Stored data entries =>
————————

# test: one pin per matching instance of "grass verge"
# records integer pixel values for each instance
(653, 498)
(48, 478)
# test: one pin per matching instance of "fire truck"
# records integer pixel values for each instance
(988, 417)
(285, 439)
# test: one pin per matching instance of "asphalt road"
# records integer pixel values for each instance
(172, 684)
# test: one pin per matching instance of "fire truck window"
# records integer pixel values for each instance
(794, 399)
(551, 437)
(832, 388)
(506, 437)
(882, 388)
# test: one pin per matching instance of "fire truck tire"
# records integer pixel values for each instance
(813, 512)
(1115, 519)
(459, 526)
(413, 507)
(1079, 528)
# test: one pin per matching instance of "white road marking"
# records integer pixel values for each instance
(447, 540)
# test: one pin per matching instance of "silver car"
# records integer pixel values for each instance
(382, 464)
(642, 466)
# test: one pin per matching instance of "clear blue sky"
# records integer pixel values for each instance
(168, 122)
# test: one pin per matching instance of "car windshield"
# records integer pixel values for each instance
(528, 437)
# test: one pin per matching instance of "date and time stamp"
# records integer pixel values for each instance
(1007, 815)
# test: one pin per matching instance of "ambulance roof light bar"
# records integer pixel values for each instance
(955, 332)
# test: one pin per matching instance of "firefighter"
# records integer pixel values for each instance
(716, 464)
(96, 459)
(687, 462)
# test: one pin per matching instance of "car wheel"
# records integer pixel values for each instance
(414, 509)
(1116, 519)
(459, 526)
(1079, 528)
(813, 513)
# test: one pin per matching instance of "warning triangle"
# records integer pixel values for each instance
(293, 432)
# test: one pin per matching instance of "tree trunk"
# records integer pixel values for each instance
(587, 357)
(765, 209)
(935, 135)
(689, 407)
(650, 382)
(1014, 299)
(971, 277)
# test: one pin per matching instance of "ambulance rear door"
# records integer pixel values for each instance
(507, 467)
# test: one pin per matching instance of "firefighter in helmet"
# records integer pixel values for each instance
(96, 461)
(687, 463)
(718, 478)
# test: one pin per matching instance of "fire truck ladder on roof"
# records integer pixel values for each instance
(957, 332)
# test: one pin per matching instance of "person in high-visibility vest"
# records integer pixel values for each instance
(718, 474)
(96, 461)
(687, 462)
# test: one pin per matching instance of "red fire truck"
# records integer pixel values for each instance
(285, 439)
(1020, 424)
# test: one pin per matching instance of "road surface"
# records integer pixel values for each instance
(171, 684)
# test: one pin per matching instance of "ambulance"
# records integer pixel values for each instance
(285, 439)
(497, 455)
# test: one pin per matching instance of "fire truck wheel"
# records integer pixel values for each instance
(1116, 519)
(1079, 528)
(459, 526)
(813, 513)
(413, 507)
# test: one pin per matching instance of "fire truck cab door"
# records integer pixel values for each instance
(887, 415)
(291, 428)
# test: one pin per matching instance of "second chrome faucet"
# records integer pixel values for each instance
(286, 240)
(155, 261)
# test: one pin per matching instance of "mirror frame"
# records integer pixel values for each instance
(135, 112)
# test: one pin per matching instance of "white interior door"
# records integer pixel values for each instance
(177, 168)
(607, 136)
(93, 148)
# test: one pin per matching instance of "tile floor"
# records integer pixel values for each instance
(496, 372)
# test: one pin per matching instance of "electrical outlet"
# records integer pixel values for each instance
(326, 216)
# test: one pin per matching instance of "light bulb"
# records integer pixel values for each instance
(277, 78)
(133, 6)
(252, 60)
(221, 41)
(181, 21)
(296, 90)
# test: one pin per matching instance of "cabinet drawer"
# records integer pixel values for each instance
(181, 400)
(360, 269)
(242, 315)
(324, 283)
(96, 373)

————————

PROMPT => Write all of the data above again, exactly as given.

RESULT OF THIS TASK =>
# test: one pin per matching instance of "grass verge"
# records integer pixel values for each instance
(653, 498)
(48, 478)
# test: one pin per matching instance of "fire truck"
# records integer pixel values for each instance
(988, 417)
(285, 439)
# test: one pin per matching instance of "asphalt road"
# records integer pixel values for each instance
(172, 684)
# test: one pin per matching instance of "fire truck window"
# records integer pixel values for each instance
(794, 399)
(551, 437)
(832, 388)
(506, 437)
(882, 388)
# test: one pin per matching instance of "fire truck tire"
# records integer pixel values for each instance
(813, 512)
(1115, 519)
(459, 526)
(413, 507)
(1079, 528)
# test: one pin per matching instance of "white road marking"
# records integer pixel values for each instance
(447, 540)
# test: one pin per matching instance of "silver car"
# records integer pixel values for each instance
(382, 464)
(642, 466)
# test: one pin per matching instance of "clear blue sky"
# records integer pixel values for each instance
(168, 122)
# test: one pin per matching instance of "car windshield"
# records integer pixel values for each instance
(528, 437)
# test: one pin per matching instance of "date and time stamp"
# records integer pixel values for each instance
(1007, 815)
# test: one pin per matching instance of "ambulance roof light bar"
# records integer pixel values for each instance
(955, 332)
# test: one pin per matching instance of "firefighter"
# records integer pixel values for each instance
(716, 464)
(96, 459)
(687, 462)
# test: one pin per matching instance of "car wheel"
# records integer pixel values for each instance
(414, 509)
(1116, 519)
(459, 526)
(1079, 528)
(813, 513)
# test: one pin per matching instance of "warning triangle"
# records integer pixel values for each instance
(293, 432)
# test: one pin per matching instance of "tree trunk"
# records integer pixel values for each instance
(587, 357)
(765, 209)
(935, 135)
(689, 407)
(650, 382)
(1014, 299)
(971, 277)
# test: one pin per matching instance of "ambulance rear door"
# records integer pixel values for each instance
(507, 467)
# test: one pin per matching instance of "firefighter in helmet"
# records integer pixel values for each instance
(96, 461)
(687, 463)
(718, 478)
# test: one pin per matching instance of "fire truck ladder on roof"
# records integer pixel values for each instance
(957, 332)
# test: one pin per matching instance of "person in high-visibility vest"
# records integer pixel values for each instance
(718, 474)
(96, 461)
(687, 462)
# test: one pin per matching instance of "red fire truck"
# records integer pixel values for each instance
(285, 439)
(1020, 424)
# test: one pin per matching instance of "road surface"
# records integer pixel values for each instance
(171, 684)
# test: one pin per matching instance of "ambulance"
# records integer pixel values for each instance
(285, 439)
(497, 455)
# test: one pin per matching instance of "fire truck wheel"
# records integer pixel values for each instance
(1116, 519)
(1079, 528)
(459, 526)
(813, 513)
(413, 507)
# test: one pin per matching instance of "fire truck cab door"
# records integer pixel values for each instance
(887, 415)
(291, 428)
# test: one pin per matching instance of "second chrome faucet"
# records integer pixel values for each instance
(286, 240)
(155, 261)
# test: one pin per matching instance of "mirror frame"
# records integer pixel values for each instance
(135, 112)
# test: one pin per matching instance of "white interior door"
# records integer pixel values for each instance
(177, 168)
(607, 136)
(93, 148)
# test: one pin per matching instance of "tile floor"
# records integer pixel values for each instance
(496, 372)
# test: one pin per matching instance of "electrical outlet"
# records integer pixel values for each instance
(326, 216)
# test: one pin per matching instance of "light bulb"
# records integer pixel values for each instance
(277, 78)
(133, 6)
(252, 60)
(221, 41)
(181, 21)
(296, 90)
# test: one pin per matching instance of "cabinet drawer"
# records integer pixel values for each instance
(181, 400)
(360, 269)
(242, 315)
(324, 283)
(96, 373)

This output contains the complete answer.